--- DATA SUPPLIED Enclosed Below ---

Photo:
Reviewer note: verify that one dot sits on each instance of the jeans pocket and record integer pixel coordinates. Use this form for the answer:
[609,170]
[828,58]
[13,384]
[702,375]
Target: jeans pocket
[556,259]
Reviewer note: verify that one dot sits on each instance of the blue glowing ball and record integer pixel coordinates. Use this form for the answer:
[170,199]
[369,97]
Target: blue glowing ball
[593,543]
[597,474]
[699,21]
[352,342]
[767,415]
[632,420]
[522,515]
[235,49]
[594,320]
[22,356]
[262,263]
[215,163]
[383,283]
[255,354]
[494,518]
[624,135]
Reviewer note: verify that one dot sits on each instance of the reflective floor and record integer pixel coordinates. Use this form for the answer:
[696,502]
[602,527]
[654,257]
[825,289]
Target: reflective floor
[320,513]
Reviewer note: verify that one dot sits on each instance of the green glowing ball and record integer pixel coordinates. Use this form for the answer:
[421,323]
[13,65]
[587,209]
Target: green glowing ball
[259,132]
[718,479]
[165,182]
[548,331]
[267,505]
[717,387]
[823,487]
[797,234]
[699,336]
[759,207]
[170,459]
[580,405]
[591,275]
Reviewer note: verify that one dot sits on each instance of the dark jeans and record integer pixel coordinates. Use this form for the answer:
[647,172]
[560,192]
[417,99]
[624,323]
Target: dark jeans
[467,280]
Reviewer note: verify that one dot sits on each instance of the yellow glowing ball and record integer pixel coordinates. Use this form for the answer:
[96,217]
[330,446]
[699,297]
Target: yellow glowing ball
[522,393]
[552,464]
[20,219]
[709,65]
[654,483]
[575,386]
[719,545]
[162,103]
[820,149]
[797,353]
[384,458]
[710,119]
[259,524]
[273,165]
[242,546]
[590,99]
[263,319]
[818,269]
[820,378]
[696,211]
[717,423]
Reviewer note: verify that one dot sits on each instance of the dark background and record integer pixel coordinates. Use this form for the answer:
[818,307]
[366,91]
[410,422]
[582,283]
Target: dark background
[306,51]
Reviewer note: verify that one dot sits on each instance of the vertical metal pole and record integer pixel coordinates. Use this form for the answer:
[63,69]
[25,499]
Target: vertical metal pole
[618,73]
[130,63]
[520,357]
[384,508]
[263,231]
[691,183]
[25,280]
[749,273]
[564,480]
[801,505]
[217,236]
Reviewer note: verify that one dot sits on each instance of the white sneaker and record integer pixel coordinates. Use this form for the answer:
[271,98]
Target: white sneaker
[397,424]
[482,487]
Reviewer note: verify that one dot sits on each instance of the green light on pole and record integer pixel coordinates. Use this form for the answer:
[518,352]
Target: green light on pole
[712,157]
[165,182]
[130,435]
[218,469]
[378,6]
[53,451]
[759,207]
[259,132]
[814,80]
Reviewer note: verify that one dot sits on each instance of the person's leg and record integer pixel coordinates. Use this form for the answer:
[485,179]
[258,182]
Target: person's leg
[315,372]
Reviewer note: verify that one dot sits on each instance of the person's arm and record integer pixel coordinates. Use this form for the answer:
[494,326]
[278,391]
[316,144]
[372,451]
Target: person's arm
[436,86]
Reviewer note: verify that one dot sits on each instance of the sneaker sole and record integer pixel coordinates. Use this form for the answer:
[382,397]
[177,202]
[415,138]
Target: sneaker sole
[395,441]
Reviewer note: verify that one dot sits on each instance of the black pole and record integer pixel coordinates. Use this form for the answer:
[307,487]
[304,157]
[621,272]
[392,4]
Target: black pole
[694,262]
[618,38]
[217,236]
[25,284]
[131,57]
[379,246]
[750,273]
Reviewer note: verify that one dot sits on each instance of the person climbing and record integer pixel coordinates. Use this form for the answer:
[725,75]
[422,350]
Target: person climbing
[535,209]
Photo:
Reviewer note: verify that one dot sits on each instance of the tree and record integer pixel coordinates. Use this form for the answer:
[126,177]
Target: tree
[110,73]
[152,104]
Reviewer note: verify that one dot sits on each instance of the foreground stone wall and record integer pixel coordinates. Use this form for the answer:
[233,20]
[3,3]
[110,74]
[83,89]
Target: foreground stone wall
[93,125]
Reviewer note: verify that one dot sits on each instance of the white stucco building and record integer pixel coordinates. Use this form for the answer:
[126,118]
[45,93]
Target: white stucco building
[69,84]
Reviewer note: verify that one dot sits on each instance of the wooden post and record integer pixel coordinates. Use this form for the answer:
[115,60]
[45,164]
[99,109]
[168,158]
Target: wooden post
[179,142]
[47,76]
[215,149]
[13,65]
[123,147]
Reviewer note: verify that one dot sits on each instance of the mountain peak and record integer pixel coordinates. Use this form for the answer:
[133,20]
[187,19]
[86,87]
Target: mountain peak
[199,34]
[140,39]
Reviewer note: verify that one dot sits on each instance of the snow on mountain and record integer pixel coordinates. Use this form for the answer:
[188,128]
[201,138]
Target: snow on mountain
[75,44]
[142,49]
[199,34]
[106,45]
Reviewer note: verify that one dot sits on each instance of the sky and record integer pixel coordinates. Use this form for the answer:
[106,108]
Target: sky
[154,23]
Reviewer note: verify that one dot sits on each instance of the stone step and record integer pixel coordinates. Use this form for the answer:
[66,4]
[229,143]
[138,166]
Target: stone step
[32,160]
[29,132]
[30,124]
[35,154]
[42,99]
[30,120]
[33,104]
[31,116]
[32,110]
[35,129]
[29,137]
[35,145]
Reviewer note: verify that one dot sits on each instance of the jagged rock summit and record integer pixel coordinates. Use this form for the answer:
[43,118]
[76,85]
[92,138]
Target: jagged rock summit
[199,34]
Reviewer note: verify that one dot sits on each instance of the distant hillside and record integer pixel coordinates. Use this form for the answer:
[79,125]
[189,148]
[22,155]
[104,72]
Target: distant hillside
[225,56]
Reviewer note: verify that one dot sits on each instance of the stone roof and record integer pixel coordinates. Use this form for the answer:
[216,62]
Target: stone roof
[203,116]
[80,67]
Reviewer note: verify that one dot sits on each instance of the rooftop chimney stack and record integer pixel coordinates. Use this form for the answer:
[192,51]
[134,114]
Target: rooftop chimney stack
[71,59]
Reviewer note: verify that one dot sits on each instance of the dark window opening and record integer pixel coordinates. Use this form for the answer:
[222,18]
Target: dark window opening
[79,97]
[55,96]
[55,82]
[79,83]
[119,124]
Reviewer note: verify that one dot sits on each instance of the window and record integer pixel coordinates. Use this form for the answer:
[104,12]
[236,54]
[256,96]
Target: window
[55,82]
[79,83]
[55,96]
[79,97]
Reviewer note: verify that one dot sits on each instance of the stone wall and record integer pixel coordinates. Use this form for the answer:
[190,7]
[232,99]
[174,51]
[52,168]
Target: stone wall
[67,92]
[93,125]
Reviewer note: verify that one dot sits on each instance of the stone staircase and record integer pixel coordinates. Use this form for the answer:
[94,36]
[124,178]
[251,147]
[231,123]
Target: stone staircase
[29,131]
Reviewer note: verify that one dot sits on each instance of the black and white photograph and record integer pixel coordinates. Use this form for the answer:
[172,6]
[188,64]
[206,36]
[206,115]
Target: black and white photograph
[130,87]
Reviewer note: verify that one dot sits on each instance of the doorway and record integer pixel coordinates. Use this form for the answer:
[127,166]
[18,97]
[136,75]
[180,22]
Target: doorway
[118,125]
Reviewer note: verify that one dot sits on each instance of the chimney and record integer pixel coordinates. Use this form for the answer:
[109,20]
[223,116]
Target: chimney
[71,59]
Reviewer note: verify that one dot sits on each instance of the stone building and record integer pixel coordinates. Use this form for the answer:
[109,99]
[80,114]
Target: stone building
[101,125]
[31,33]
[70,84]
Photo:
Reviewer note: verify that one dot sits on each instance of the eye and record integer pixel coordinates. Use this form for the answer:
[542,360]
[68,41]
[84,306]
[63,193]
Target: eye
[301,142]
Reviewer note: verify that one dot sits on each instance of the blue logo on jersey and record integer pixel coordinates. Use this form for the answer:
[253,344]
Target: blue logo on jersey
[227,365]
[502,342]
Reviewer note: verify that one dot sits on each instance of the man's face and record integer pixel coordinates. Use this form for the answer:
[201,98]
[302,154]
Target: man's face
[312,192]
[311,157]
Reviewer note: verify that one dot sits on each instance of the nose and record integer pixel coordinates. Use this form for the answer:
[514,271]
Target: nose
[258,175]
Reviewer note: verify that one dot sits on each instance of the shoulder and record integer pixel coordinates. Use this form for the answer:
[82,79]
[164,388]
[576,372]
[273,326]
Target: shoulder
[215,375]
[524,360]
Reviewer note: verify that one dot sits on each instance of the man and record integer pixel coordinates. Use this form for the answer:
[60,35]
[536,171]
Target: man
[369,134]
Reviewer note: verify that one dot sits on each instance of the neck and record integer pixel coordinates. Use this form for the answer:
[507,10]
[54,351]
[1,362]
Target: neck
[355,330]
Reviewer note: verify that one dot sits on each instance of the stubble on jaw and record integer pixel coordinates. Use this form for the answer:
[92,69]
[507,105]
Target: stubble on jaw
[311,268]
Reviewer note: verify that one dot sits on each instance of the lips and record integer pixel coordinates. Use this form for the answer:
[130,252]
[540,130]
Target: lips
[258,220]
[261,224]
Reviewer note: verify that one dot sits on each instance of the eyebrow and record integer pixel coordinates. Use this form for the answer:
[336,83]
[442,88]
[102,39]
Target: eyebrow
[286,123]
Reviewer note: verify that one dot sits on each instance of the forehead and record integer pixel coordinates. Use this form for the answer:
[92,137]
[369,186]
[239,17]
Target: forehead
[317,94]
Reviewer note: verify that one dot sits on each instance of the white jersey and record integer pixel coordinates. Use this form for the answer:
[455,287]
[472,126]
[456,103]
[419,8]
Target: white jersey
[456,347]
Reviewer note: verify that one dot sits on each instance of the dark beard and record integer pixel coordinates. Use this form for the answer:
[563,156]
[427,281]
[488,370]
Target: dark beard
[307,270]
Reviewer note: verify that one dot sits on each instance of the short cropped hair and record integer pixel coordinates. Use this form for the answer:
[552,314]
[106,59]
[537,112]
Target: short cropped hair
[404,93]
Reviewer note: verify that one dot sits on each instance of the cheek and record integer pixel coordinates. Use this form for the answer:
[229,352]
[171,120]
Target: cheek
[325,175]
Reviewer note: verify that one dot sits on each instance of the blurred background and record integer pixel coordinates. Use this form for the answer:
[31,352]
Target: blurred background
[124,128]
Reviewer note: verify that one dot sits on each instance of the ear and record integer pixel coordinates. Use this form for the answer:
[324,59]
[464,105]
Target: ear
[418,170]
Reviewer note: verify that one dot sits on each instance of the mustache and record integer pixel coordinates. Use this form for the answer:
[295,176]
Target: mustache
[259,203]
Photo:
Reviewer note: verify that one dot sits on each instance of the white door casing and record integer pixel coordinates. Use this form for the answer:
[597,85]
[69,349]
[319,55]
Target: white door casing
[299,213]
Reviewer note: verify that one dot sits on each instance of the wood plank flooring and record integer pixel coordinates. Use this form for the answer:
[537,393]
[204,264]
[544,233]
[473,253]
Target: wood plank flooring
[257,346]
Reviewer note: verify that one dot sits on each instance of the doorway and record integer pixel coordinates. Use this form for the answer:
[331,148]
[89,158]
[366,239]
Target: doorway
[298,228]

--- End of Enclosed DATA SUPPLIED ---

- [WHAT THE EXERCISE ASKS]: The required output is every line of the entries, starting at the one that contains "Target: dark beard" and ending at the last, copied exactly.

- [PROBLEM SOLUTION]:
Target: dark beard
[307,270]
Reviewer note: verify that one dot sits on each instance of the short cropped hair and record integer pixel coordinates. Use this form for the answer:
[552,314]
[106,59]
[537,112]
Target: short cropped hair
[404,93]
Reviewer note: verify that one dot sits on each instance of the cheek and record integer pixel coordinates. Use this form for the answer:
[229,352]
[171,120]
Target: cheek
[325,175]
Reviewer note: verify that one dot sits on each instance of the blurred background and record integer pixel coordinates. Use this form for the answer:
[31,352]
Target: blurred background
[124,128]
Reviewer note: verify that one dot sits on each instance of the ear and record integer pixel coordinates. Use this form for the answer:
[324,59]
[464,105]
Target: ear
[418,170]
Reviewer note: verify that one dot sits on each instance of the mustache and record integer pixel coordinates. Use this form for the answer:
[295,176]
Target: mustache
[259,203]
Photo:
Reviewer note: verify that one dot sits on each instance of the white door casing and record integer pixel coordinates. Use this form for the answer:
[597,85]
[69,349]
[319,55]
Target: white door casing
[299,213]
Reviewer note: verify that one dot sits on each instance of the wood plank flooring and record integer pixel coordinates. Use this form for the answer:
[537,393]
[204,264]
[544,233]
[473,253]
Target: wood plank flooring
[257,346]
Reviewer note: verify that one dot sits on each instance of the doorway and record integer pixel coordinates. Use this form for the answer:
[331,148]
[89,158]
[366,239]
Target: doorway
[298,228]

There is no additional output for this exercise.